(Records from a data source)

⁂

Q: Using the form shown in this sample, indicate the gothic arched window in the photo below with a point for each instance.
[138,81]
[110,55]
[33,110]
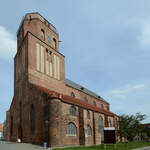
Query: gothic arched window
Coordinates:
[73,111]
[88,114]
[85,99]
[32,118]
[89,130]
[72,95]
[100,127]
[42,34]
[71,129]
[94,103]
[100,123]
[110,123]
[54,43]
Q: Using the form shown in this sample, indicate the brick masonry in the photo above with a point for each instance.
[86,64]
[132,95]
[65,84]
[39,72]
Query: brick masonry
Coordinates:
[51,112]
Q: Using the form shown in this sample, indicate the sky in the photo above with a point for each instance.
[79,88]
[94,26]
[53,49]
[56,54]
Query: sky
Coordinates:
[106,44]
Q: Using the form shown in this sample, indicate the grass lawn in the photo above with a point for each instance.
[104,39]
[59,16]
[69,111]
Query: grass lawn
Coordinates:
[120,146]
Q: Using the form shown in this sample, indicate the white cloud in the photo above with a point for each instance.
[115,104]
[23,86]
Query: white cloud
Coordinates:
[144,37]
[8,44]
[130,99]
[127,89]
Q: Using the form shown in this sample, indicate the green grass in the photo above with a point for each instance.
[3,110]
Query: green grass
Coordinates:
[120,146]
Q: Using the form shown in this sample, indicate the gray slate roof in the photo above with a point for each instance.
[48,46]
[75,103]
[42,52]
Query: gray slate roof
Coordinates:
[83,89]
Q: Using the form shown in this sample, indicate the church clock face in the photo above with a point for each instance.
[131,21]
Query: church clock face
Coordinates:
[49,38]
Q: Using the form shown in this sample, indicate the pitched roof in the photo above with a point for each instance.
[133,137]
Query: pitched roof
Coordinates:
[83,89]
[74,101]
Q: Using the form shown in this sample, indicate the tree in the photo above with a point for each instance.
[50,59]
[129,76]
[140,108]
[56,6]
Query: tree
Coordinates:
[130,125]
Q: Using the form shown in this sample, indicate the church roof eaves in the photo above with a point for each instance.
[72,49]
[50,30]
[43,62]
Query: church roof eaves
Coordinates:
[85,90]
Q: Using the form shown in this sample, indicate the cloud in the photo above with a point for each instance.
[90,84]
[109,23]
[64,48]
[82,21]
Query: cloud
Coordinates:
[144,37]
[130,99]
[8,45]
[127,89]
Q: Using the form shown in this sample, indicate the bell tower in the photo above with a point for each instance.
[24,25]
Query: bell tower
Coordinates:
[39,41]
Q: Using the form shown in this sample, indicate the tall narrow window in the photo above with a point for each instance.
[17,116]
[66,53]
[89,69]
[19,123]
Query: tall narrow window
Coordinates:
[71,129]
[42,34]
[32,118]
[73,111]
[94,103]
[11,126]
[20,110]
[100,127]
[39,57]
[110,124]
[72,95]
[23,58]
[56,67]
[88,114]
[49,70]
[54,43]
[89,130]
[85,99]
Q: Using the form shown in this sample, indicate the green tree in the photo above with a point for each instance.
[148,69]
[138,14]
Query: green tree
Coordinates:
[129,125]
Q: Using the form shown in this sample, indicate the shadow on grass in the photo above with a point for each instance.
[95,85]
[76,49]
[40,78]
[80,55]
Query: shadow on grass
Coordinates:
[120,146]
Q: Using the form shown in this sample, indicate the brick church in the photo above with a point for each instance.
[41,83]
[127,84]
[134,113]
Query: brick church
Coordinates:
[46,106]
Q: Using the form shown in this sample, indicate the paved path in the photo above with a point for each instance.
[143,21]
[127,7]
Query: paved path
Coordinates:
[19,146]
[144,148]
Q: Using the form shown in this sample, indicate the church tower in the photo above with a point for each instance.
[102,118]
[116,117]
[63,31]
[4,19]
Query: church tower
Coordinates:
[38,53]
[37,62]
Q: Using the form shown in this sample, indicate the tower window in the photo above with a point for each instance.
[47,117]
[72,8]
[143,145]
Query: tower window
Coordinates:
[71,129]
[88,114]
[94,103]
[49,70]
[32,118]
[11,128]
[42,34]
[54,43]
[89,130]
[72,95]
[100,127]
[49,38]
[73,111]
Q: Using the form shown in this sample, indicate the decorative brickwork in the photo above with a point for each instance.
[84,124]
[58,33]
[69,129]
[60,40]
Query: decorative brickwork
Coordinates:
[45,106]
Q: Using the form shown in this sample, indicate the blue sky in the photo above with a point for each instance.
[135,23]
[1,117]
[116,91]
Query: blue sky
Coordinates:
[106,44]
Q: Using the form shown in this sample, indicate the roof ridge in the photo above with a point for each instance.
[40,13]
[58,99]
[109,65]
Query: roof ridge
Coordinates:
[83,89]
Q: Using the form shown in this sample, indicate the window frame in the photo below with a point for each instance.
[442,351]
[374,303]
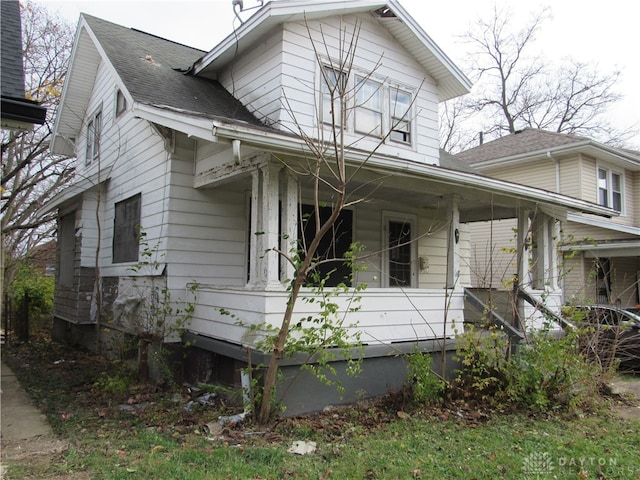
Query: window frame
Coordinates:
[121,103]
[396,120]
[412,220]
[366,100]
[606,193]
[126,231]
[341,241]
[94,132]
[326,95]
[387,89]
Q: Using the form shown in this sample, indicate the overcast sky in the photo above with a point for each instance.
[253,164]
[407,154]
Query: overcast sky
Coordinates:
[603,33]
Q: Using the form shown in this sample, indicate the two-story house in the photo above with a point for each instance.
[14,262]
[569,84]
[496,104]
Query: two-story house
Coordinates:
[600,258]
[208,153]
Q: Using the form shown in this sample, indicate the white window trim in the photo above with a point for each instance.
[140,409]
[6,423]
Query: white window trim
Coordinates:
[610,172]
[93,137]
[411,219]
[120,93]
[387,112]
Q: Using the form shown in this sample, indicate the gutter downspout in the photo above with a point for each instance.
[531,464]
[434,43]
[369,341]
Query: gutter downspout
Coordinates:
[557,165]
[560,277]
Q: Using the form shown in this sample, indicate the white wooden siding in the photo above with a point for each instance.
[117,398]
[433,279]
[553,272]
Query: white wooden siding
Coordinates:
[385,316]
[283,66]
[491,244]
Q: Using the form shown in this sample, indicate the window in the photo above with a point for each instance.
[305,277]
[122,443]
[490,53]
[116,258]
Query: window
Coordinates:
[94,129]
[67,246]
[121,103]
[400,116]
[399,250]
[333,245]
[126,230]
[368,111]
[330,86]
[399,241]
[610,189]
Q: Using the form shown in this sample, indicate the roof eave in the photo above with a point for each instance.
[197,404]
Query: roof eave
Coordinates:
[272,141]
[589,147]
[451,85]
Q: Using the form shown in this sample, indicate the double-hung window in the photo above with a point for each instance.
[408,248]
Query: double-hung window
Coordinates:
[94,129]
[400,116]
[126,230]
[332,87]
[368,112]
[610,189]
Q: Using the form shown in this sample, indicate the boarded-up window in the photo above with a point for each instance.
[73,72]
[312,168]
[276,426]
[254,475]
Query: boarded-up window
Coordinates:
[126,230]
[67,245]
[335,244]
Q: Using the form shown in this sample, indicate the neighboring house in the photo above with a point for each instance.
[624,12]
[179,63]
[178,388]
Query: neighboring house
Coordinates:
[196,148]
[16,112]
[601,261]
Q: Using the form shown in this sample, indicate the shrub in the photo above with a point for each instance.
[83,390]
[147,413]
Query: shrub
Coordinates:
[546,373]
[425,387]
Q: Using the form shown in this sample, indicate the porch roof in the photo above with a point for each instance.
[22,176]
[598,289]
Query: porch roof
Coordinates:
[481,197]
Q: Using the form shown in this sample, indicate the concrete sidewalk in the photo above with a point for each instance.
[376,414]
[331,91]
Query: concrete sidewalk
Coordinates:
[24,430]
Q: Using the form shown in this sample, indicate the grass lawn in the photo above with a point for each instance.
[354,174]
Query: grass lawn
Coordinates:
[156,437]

⁂

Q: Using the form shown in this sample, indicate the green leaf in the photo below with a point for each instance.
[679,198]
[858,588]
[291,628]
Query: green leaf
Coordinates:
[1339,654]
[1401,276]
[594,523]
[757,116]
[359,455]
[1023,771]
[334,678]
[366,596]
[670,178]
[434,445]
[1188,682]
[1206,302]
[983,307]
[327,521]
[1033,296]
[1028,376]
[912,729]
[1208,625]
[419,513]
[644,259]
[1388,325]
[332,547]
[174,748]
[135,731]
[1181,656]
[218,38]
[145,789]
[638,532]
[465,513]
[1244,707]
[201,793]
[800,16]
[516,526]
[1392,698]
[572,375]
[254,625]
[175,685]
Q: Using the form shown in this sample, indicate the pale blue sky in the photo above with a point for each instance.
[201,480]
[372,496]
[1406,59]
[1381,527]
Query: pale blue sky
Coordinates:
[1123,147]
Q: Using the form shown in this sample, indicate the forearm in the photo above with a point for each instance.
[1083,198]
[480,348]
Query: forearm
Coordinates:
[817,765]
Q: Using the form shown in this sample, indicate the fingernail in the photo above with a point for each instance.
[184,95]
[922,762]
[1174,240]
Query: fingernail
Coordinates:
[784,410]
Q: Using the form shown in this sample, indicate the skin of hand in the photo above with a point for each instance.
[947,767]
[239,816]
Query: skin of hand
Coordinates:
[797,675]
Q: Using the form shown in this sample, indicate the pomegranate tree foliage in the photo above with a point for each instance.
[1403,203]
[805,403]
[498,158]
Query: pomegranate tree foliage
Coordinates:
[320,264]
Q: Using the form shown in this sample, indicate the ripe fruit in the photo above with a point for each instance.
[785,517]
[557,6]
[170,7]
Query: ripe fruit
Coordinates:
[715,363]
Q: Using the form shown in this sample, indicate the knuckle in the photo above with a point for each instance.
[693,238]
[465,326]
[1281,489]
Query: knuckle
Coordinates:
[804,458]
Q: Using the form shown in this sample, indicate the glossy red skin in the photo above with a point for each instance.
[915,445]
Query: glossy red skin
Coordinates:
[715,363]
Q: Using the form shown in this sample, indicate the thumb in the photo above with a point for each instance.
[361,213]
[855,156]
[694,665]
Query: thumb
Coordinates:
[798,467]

⁂

TASK BRIEF
List each line of the material above that contains the word "narrow".

SOLUTION
Q: Using the form shown in this sample, indicate the tall narrow window in the photo above with a point for each instance.
Query: tall narrow window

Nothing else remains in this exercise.